**Exercise details**
Arrange the lines of the data from the line containing "of the pomegranate." through the end of the data, inclusive, as a JSON list of strings with one string per line. Leave out blank lines and include no other lines.

★ ★ ★

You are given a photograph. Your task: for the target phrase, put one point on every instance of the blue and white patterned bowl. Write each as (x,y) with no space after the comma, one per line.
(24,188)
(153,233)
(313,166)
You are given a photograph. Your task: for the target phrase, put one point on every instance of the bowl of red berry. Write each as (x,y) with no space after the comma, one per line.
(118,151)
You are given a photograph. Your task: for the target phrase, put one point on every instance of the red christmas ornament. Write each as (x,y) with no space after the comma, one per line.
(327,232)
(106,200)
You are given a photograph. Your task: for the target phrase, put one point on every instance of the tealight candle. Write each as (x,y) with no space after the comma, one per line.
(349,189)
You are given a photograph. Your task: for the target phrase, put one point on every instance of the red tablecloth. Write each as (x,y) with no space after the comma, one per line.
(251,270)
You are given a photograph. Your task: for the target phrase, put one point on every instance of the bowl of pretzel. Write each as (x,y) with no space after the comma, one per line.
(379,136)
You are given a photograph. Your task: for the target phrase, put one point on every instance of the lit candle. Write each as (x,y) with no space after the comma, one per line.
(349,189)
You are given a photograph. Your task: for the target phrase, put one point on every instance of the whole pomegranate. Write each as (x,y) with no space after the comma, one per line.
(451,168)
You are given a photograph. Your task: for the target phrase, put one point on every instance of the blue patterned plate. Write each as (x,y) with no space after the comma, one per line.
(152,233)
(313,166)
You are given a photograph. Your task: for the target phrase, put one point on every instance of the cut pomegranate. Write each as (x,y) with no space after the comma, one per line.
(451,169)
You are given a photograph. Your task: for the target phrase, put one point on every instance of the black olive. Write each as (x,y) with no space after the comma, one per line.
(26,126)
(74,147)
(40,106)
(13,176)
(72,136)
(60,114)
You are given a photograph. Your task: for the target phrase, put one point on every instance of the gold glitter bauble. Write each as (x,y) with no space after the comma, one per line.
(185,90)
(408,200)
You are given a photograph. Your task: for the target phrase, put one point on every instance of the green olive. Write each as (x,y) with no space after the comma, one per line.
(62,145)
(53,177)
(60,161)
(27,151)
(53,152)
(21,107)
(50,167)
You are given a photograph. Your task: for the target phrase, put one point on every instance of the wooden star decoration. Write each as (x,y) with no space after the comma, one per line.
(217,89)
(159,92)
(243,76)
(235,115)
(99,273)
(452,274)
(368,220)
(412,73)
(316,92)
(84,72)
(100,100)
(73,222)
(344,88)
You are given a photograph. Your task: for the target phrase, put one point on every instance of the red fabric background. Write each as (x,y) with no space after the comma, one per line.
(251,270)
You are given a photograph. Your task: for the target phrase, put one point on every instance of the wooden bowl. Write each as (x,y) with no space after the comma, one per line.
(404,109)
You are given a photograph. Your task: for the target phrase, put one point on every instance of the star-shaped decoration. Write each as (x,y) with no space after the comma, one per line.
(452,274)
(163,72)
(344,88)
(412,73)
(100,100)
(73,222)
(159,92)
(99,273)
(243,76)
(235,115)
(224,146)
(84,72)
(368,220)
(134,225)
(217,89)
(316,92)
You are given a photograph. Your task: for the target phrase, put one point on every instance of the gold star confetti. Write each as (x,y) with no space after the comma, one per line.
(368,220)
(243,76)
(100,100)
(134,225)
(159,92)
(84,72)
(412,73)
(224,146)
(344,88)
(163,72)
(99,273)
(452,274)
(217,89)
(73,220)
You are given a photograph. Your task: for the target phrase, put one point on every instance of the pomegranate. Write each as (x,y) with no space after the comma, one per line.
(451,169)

★ ★ ★

**Written solution**
[
  "You are given a photograph. Your task: for the target phrase, put one point on every instance of the pomegranate. Write each as (x,y) with no space after the comma, one per line.",
  "(451,169)"
]